Pull out, word for word, the part of the items that opens with their first line and closes with the line containing "xmin=491 ymin=237 xmax=506 ymax=247". Leave the pictures out of your answer.
** Start LISTED RECORDS **
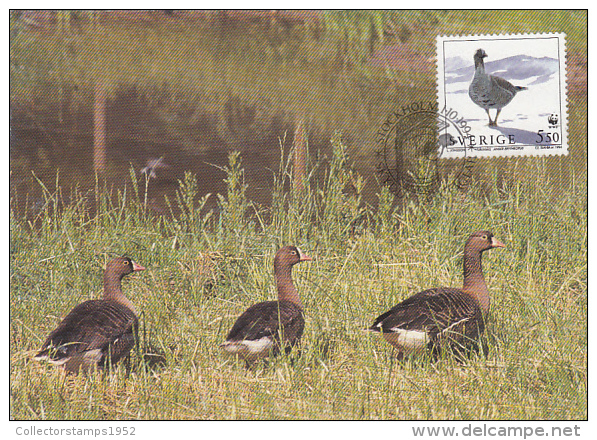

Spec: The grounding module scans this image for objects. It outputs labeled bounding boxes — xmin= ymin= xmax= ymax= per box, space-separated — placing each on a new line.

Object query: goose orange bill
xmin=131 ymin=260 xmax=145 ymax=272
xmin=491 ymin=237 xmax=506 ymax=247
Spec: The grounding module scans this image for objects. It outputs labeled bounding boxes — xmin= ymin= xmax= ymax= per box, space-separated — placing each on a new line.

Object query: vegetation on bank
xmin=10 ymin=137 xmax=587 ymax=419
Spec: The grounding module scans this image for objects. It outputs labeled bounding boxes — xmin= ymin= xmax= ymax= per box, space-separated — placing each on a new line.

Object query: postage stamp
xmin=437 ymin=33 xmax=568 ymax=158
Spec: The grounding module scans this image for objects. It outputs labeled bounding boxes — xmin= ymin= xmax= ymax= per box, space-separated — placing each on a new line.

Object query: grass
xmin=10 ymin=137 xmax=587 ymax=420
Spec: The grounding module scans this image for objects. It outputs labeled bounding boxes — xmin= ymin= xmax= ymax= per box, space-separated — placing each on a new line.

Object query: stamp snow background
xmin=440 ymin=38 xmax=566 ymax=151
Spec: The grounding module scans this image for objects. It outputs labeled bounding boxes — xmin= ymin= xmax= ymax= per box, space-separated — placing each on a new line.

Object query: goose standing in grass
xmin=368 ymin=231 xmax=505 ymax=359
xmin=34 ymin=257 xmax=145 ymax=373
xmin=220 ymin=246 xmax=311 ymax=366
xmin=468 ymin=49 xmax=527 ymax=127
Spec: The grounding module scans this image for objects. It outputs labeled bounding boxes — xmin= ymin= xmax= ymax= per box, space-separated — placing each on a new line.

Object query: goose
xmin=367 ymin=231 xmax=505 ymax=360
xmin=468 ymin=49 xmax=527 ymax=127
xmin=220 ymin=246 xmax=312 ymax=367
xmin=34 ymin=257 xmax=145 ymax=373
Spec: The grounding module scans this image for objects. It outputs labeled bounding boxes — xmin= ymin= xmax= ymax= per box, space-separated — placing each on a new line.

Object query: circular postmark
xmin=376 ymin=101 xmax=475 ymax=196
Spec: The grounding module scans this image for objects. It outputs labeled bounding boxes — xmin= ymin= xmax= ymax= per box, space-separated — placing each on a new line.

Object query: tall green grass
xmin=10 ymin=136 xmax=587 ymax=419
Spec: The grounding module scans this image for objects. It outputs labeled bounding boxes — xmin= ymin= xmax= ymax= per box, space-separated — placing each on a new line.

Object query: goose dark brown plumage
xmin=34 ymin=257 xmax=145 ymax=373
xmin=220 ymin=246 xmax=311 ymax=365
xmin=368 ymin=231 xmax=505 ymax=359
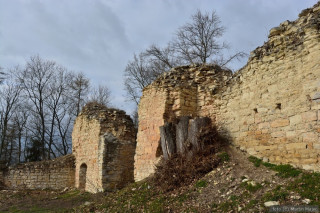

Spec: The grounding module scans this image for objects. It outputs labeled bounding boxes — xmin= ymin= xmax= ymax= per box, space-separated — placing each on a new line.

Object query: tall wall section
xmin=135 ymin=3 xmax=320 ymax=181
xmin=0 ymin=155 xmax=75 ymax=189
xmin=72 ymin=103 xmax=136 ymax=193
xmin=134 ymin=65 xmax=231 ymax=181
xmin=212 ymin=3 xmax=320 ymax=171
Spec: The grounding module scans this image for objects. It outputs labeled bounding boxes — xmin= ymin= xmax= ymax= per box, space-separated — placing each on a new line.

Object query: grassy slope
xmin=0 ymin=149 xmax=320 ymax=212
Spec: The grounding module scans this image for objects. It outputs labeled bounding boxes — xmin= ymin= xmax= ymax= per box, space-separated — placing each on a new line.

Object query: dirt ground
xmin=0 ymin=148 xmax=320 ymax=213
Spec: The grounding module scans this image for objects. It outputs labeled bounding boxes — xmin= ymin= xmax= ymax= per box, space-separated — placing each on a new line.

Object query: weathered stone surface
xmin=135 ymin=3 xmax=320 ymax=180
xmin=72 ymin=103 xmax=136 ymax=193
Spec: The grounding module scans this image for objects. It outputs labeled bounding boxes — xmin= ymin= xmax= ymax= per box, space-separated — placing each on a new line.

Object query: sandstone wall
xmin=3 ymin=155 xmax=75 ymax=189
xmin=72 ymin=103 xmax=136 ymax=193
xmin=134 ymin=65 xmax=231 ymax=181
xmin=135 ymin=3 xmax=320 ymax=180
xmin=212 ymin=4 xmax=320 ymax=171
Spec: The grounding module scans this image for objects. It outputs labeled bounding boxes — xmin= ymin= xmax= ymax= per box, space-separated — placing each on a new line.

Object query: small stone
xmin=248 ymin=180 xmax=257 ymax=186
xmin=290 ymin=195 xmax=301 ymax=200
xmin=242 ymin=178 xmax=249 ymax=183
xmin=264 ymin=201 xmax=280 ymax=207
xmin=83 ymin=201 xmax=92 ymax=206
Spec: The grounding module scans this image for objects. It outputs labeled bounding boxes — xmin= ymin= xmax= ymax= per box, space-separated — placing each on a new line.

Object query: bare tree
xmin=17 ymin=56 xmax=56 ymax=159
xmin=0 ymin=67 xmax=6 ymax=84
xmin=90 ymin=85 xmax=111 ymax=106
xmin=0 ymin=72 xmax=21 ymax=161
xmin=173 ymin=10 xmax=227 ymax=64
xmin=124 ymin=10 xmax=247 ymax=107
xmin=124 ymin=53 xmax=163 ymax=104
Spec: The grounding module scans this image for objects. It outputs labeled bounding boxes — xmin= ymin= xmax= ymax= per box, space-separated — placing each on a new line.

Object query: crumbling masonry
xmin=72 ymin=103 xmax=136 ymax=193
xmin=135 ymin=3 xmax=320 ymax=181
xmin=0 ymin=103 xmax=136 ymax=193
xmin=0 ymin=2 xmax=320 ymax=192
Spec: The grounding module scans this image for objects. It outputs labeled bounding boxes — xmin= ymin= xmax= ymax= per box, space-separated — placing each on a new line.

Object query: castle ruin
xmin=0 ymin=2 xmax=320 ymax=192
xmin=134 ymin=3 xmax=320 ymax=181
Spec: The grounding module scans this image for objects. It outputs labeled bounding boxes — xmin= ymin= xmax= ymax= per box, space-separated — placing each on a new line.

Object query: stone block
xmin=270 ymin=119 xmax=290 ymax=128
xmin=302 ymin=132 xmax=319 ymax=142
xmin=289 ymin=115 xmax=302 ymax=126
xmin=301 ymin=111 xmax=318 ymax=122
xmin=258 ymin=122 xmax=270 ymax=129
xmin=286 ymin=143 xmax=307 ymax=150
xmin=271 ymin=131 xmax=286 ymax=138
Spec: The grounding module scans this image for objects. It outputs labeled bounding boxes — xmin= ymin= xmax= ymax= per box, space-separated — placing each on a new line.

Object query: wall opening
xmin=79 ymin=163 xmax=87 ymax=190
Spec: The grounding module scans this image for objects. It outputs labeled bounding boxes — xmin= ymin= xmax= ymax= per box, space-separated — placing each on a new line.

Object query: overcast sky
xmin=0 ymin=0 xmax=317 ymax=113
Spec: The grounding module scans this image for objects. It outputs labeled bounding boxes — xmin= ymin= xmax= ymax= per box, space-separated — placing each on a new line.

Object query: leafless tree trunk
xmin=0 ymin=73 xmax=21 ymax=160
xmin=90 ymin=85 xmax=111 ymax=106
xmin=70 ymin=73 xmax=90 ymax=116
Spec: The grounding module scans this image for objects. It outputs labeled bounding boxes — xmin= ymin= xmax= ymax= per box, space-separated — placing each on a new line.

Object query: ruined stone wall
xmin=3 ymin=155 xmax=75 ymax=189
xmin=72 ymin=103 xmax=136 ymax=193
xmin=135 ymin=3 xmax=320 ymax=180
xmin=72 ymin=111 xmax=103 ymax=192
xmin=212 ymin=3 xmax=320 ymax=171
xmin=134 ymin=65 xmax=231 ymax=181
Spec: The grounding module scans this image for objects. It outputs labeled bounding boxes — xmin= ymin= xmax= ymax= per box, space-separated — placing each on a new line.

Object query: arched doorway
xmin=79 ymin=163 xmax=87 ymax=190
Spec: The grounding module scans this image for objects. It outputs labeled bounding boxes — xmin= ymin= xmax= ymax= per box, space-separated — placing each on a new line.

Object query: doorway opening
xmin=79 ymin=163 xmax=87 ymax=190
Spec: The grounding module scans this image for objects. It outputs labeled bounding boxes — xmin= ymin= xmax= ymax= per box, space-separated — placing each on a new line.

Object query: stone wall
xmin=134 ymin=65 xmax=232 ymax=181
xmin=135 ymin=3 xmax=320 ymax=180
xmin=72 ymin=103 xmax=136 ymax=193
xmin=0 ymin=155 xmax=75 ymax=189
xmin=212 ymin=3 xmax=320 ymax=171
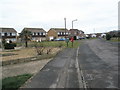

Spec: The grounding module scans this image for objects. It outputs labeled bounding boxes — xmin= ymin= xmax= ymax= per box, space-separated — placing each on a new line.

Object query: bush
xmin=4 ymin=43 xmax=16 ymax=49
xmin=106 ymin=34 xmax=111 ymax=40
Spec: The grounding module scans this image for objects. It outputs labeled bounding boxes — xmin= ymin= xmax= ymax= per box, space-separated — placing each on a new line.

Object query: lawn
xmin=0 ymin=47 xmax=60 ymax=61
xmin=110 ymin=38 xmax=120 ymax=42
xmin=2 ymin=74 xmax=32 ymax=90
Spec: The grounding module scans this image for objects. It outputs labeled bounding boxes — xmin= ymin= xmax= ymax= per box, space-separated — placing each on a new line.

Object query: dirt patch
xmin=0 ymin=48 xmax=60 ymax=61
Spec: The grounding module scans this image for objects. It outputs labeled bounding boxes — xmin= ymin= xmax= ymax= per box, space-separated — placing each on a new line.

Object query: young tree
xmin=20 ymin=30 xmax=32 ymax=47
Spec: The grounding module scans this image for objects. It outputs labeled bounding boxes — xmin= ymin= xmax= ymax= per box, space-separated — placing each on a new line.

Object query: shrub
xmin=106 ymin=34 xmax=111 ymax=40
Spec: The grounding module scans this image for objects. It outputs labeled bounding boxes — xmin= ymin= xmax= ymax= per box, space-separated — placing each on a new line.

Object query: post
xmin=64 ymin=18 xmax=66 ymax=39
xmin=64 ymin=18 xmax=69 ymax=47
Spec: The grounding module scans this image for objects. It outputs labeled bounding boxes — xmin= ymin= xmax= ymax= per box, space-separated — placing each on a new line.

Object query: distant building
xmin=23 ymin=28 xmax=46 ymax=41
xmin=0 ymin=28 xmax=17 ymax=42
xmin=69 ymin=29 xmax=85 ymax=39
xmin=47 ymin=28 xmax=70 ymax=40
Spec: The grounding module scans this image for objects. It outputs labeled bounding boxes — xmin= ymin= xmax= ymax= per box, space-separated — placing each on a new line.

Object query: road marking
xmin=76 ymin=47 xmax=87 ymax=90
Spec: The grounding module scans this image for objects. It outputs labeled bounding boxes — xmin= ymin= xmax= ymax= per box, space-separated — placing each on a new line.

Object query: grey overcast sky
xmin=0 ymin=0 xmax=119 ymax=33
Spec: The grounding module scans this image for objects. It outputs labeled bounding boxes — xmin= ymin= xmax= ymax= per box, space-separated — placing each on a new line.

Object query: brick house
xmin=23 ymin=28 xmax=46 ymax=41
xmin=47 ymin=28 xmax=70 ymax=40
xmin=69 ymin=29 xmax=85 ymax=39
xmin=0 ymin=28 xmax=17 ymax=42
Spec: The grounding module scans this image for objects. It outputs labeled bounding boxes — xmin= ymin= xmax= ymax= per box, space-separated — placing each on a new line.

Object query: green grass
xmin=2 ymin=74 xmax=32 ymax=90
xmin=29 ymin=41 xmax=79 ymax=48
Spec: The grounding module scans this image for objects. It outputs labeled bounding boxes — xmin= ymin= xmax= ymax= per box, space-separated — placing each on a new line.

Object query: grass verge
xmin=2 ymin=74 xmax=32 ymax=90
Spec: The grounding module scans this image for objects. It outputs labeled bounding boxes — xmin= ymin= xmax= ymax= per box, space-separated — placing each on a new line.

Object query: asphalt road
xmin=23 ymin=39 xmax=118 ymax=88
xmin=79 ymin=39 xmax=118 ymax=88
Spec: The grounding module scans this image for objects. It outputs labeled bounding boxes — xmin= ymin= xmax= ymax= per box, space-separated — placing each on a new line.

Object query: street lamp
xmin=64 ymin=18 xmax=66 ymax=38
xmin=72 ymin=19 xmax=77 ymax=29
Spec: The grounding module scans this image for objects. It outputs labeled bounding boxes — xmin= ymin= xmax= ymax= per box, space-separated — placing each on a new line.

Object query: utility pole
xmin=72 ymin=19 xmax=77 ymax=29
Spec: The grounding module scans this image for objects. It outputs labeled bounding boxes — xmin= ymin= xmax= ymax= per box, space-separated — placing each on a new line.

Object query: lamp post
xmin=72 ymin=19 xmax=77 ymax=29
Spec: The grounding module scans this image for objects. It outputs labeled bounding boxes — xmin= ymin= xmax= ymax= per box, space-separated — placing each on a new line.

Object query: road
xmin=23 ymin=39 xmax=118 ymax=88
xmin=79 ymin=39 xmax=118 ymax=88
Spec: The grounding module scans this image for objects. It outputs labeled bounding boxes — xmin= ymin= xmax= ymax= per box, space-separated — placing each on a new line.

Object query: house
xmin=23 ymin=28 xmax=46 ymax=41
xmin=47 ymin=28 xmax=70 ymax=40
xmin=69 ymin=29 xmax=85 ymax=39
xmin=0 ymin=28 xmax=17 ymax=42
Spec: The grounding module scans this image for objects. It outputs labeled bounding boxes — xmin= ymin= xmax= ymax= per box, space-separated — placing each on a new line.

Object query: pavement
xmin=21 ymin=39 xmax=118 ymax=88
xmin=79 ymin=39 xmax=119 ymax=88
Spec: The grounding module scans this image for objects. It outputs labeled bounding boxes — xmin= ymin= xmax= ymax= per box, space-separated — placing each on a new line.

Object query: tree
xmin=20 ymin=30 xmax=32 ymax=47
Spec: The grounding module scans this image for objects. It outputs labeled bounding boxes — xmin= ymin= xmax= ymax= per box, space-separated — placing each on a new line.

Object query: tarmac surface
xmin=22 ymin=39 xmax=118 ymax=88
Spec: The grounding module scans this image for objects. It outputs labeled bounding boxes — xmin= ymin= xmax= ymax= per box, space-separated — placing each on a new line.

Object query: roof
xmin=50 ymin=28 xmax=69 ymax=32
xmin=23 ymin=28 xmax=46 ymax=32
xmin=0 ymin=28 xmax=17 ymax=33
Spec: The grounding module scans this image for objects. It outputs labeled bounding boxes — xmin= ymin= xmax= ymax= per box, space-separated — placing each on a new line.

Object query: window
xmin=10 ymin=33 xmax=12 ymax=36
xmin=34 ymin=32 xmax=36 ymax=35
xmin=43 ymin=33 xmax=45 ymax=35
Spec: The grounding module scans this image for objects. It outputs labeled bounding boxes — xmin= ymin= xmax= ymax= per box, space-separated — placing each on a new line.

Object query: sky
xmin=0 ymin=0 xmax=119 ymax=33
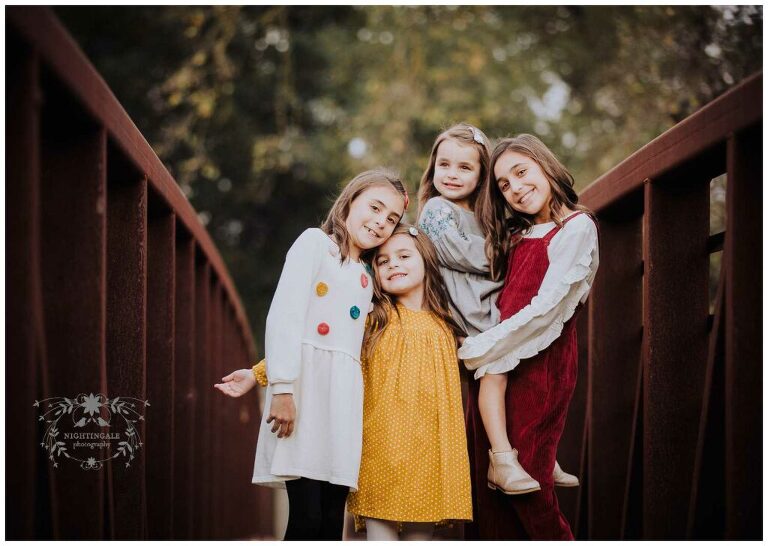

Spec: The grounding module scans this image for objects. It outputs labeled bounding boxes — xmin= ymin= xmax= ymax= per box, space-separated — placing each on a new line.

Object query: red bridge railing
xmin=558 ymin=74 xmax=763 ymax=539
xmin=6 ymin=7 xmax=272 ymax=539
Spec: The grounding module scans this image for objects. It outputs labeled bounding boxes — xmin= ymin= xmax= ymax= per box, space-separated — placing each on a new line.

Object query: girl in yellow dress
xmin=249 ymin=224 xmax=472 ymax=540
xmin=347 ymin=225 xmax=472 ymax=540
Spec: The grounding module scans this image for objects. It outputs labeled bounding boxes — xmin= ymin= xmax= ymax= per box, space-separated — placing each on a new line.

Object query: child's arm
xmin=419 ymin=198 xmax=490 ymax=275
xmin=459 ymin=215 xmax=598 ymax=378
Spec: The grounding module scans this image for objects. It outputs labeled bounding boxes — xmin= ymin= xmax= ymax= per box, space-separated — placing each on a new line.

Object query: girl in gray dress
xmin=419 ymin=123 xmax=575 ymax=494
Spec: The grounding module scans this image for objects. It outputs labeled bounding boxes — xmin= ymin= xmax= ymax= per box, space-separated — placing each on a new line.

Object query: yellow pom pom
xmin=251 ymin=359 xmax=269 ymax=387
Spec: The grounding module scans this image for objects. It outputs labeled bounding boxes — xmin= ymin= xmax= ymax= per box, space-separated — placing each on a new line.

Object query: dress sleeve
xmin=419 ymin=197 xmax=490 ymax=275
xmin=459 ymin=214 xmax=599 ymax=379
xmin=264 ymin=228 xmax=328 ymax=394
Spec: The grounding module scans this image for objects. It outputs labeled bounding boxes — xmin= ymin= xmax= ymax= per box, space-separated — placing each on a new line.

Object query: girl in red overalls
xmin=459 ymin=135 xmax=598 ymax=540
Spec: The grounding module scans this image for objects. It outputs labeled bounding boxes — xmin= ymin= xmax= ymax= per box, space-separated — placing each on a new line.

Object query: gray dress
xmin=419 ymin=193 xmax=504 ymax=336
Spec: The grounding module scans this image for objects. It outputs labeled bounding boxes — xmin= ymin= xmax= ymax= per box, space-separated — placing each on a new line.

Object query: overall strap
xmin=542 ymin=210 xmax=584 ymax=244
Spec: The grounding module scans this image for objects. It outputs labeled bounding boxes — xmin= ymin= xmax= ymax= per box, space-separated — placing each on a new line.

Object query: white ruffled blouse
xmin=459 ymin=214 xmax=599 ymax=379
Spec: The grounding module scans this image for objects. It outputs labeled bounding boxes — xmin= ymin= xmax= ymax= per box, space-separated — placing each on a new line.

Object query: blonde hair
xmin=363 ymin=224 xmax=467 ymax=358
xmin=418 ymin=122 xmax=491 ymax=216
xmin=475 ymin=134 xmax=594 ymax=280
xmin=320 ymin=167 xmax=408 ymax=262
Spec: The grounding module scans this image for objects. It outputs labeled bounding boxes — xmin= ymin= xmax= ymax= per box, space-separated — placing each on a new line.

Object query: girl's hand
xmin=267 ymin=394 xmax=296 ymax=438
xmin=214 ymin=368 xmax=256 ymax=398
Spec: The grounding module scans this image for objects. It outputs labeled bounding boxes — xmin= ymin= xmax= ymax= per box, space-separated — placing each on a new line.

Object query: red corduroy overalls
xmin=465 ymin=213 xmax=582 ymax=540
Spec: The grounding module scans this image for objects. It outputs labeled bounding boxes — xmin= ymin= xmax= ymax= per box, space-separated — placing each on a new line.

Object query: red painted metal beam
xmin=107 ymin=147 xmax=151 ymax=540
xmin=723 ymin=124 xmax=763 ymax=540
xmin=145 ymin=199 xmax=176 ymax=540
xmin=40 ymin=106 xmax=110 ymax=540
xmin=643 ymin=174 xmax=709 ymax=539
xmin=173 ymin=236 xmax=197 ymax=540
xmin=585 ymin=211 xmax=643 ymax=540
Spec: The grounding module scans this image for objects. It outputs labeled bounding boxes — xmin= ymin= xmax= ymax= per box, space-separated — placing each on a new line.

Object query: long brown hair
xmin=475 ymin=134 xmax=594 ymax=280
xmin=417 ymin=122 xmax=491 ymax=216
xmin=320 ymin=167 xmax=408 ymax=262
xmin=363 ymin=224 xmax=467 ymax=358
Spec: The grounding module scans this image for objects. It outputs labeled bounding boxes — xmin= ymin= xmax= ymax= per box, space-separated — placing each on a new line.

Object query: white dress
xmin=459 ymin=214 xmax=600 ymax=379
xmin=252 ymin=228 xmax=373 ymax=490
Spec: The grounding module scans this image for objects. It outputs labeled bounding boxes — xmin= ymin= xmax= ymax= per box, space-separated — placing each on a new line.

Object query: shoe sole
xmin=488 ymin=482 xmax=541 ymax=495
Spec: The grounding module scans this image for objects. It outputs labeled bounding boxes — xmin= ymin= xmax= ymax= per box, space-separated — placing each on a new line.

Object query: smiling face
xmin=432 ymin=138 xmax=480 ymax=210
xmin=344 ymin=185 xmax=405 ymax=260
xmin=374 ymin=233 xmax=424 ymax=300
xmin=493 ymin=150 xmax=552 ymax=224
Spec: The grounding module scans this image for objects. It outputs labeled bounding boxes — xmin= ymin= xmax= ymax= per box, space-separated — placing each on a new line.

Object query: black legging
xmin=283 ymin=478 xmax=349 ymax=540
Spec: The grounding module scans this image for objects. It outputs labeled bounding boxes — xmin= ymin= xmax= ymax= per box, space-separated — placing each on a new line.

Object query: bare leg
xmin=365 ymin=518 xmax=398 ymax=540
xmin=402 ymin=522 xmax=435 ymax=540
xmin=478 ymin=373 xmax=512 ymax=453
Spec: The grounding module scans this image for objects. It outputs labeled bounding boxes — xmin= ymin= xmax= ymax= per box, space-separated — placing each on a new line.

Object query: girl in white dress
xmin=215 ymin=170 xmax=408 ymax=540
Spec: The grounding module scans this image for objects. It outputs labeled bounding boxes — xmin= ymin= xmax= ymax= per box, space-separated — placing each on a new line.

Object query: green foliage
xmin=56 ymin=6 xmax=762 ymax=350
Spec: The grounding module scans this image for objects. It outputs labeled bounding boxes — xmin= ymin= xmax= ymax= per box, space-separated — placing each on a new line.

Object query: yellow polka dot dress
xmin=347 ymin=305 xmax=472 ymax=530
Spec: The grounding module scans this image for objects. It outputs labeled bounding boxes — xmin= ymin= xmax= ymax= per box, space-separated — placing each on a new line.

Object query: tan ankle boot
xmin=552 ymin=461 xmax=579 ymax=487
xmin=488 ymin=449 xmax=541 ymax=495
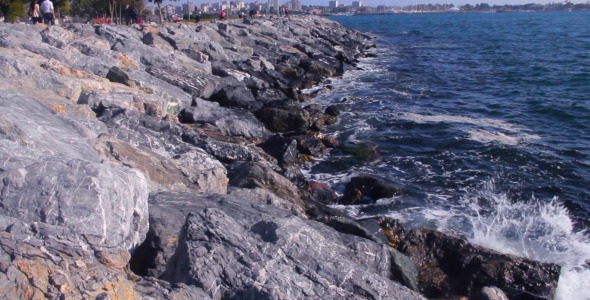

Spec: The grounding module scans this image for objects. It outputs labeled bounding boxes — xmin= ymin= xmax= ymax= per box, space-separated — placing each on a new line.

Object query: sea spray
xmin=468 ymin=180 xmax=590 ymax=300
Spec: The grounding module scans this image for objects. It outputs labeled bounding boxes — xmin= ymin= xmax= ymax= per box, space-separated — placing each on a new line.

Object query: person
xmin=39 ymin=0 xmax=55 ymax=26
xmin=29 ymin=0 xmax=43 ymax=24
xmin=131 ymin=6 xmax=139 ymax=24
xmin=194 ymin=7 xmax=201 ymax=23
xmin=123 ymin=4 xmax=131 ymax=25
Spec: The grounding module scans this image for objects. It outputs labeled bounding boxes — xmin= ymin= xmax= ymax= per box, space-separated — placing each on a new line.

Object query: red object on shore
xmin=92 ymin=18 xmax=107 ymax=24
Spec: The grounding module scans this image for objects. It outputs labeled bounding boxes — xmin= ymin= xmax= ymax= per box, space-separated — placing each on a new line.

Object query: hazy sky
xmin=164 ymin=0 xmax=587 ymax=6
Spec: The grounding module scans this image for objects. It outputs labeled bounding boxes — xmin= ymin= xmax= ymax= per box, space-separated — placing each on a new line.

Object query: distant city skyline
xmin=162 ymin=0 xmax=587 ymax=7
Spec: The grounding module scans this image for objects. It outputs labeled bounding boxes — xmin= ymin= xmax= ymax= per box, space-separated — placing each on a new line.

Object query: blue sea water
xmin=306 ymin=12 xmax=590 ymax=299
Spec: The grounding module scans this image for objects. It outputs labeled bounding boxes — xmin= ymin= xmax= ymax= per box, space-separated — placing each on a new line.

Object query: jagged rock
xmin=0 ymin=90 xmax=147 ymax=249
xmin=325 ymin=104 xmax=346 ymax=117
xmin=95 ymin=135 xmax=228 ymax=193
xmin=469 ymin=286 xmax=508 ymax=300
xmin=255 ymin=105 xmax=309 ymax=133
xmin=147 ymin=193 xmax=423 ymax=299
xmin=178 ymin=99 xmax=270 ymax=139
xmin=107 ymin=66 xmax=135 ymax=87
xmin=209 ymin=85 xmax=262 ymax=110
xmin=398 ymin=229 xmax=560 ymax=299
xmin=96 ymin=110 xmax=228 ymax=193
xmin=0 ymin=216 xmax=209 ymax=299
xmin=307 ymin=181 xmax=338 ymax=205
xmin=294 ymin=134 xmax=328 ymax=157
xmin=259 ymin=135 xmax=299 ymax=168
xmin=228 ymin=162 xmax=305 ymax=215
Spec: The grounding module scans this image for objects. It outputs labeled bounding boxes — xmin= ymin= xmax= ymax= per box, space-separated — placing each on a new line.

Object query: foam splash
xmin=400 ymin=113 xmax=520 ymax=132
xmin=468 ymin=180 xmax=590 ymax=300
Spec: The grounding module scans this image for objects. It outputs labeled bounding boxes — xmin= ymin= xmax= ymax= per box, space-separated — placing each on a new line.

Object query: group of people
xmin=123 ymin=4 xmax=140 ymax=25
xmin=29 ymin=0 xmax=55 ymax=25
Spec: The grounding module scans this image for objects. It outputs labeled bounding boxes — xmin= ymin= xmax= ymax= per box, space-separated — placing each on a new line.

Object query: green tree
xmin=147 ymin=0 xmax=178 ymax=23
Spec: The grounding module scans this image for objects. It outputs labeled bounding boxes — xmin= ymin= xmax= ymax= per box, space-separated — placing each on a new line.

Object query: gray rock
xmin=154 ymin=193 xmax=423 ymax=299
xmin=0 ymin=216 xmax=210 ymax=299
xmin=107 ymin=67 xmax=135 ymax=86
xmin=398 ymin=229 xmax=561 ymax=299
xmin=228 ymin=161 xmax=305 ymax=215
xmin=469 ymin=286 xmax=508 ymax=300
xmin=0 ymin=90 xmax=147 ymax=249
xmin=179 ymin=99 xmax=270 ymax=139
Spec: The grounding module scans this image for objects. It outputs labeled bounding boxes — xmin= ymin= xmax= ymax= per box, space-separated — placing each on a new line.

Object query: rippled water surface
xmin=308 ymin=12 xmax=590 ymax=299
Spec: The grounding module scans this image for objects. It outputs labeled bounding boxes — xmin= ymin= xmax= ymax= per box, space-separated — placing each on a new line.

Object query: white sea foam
** End LISTED RECORDS **
■ **FINAL RESULT**
Spec: The grounding module scans this image for objects. It outputs labeled bounding boxes — xmin= ymin= xmax= ymax= per box, space-separated — placing each on a new line.

Object query: goose orange bill
xmin=131 ymin=260 xmax=145 ymax=272
xmin=491 ymin=237 xmax=506 ymax=247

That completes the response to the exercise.